### Supplied data
□ □ □ □ □ □ □

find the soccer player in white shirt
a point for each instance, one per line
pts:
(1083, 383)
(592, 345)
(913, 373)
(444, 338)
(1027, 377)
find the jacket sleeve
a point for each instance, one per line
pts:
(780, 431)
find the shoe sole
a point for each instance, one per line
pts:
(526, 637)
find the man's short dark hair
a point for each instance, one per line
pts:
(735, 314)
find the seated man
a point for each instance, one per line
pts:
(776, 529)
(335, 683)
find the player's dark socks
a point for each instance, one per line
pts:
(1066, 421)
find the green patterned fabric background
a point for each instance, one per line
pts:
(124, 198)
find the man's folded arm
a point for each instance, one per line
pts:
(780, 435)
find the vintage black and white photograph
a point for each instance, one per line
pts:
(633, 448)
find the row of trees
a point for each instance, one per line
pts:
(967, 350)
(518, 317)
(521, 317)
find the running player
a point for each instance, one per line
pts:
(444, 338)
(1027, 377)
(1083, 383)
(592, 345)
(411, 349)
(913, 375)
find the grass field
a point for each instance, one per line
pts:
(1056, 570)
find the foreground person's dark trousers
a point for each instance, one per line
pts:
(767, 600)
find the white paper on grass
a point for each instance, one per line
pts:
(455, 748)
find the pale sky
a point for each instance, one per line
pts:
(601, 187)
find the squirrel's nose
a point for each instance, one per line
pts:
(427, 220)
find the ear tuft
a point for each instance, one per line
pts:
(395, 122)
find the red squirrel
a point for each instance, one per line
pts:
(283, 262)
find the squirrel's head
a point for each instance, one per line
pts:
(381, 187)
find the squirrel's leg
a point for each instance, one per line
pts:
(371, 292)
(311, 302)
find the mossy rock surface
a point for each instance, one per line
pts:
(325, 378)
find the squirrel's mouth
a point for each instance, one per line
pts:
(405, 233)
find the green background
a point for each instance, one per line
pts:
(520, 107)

□ □ □ □ □ □ □

### Task directions
Look through the entries and find each line that has the string "player". Copy those lines.

### Task output
find the soccer player in white shirt
find the player's dark socks
find the running player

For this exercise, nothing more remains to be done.